## Description of the task
From the first line to the last, copy the material exactly and leave the pictures out.

## Supplied material
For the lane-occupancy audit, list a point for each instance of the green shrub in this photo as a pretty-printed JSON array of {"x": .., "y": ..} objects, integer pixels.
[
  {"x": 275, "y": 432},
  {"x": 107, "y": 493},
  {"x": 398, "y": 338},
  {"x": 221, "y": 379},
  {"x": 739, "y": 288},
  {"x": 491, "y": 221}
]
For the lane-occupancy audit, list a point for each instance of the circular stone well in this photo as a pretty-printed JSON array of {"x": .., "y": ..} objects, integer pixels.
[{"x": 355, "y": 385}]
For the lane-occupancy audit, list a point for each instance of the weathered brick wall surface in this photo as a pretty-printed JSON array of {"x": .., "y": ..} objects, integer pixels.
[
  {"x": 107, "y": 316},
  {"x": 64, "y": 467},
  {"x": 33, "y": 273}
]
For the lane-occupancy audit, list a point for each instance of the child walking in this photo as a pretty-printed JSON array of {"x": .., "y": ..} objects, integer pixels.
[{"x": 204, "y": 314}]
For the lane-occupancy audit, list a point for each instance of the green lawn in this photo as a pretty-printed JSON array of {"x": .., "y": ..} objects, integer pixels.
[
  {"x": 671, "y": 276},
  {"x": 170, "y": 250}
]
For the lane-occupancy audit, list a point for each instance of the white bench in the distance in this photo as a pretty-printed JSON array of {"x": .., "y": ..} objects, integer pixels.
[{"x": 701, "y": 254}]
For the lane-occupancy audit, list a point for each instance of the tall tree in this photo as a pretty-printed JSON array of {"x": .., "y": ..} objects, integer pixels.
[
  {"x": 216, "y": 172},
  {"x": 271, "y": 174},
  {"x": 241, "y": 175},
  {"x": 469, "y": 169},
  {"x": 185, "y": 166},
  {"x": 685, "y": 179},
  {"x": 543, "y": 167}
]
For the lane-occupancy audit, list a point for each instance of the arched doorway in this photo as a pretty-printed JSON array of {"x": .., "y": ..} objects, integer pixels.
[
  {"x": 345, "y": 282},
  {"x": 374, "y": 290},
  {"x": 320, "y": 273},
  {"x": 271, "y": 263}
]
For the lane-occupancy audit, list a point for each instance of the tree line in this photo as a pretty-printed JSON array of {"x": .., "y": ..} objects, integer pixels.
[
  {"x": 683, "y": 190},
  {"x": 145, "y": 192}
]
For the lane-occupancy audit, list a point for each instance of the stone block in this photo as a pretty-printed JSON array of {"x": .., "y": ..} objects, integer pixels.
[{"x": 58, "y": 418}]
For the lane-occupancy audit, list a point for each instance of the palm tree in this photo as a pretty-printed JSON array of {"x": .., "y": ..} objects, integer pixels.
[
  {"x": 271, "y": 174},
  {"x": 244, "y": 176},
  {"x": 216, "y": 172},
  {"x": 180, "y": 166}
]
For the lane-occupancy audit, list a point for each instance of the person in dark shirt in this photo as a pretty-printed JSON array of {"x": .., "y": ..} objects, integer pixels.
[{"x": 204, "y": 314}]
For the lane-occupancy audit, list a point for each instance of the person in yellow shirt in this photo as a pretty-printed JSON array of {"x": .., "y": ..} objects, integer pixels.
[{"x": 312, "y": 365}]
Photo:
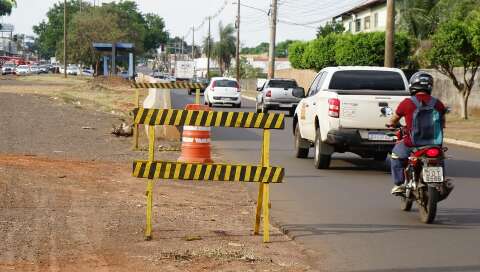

## Output of the exercise
For the lane-occupancy audit, list a point for each instance of the green shrub in this photo as a pretty-printed JSON array of {"x": .., "y": ..} objects, integer pixels.
[
  {"x": 275, "y": 432},
  {"x": 107, "y": 493},
  {"x": 398, "y": 338},
  {"x": 221, "y": 379},
  {"x": 739, "y": 288},
  {"x": 491, "y": 221}
]
For the lane-occupancy audit, list a point for each instance of the circular stone well in this photo as a pretty-printed JSON array of {"x": .., "y": ..} objects, integer pixels.
[{"x": 355, "y": 385}]
For the lane-occupancy audit, list a point for each instance of the weathered brick wall surface in this photo as a pretty-printed JSON array of {"x": .., "y": ..} objects, integer pixels.
[
  {"x": 107, "y": 316},
  {"x": 64, "y": 467},
  {"x": 33, "y": 273}
]
For the lane-occupancy audit, list a point for each instance of the child walking in this photo as a pretty-printed JSON array of {"x": .., "y": ..} objects, integer pixels.
[{"x": 204, "y": 314}]
For the lane-occupancy audit, list a point for each instance of the green lawn in this photo as a pretty-printed JSON array of {"x": .., "y": ..} objects, integer pixels.
[
  {"x": 671, "y": 276},
  {"x": 170, "y": 250}
]
For the lane-occupancy audit, list a point for each instance of the white bench in the distance in this photo as a pretty-printed JSON array of {"x": .., "y": ..} objects, integer pixels.
[{"x": 701, "y": 254}]
For the lane-occupancy audit, list a point for each instance of the tall tree in this photo as a pretty-printed JSON array of {"x": .., "y": ..} objects, integer pixels.
[
  {"x": 216, "y": 172},
  {"x": 271, "y": 174},
  {"x": 241, "y": 175},
  {"x": 469, "y": 169},
  {"x": 185, "y": 166},
  {"x": 685, "y": 179},
  {"x": 543, "y": 167}
]
For the lane-occupancy audit, list a point for each instance of the arched doorway in this photo as a pretty-printed JSON array of {"x": .., "y": ..} objects, integer pixels.
[
  {"x": 345, "y": 282},
  {"x": 374, "y": 290},
  {"x": 320, "y": 273},
  {"x": 271, "y": 263}
]
For the lane-occupancy audit, list a point for each instance of the tree line in this photo as a pretty-printed JSON array of {"x": .., "y": ..} objects, integer pixels.
[
  {"x": 683, "y": 190},
  {"x": 145, "y": 192}
]
For the lane-occupancy audit, list a point for each instance of the stone block in this photo as a pretty-printed JSON array of {"x": .., "y": ..} objects, integer pixels.
[{"x": 58, "y": 418}]
For the lane-occupancy audit, list a point for each instance of the palm tree in this photo as a pretty-printed JSON array of {"x": .., "y": ..} objects, integer pixels.
[
  {"x": 271, "y": 174},
  {"x": 244, "y": 176},
  {"x": 216, "y": 172},
  {"x": 180, "y": 166}
]
For the lane-occupancy audit, list a point for each instance of the person in dark shirt in this photo as a pretty-printed JSON array of {"x": .., "y": ..} objects, integer pixels.
[{"x": 204, "y": 314}]
For the lane-occupancy audit, list a point for each instance of the person in yellow shirt in this photo as a pretty-printed JSON array of {"x": .., "y": ..} objects, integer pixels.
[{"x": 312, "y": 365}]
Photo:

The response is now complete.